= EXERCISE DESCRIPTION =
Give as output the line that contains "Target: wood grain texture", followed by every remaining line of the entries, unchanged and with nothing added.

·····

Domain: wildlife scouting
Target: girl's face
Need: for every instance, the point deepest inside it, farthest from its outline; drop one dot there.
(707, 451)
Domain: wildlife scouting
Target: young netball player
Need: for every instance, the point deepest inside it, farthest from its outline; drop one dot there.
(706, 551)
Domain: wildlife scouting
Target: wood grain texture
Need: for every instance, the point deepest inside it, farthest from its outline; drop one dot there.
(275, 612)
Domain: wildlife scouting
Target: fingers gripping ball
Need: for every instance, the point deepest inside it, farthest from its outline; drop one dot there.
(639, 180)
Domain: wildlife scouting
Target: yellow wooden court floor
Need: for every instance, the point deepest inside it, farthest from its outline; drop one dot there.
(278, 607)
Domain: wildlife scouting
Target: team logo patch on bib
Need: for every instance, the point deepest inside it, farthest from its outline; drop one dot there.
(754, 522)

·····

= SOLUTION TO THIS TASK =
Target: wood grain texture
Need: for every instance, the point deepest inside it, farthest from its outline; drop one dot there.
(275, 612)
Domain: wildlife scouting
Target: fingers gripping ball
Need: for every instance, the point deepest inside it, farthest from its outline; drop one dot there.
(639, 180)
Domain: wildlife scouting
Target: yellow wooden court floor
Need: for every instance, the point deepest inside it, farthest from its outline; drop one dot there.
(278, 607)
Domain: wildlife scouting
Target: team logo patch on bib
Need: for every instance, the point deepest inside it, farthest from its outline; drop one dot there.
(754, 522)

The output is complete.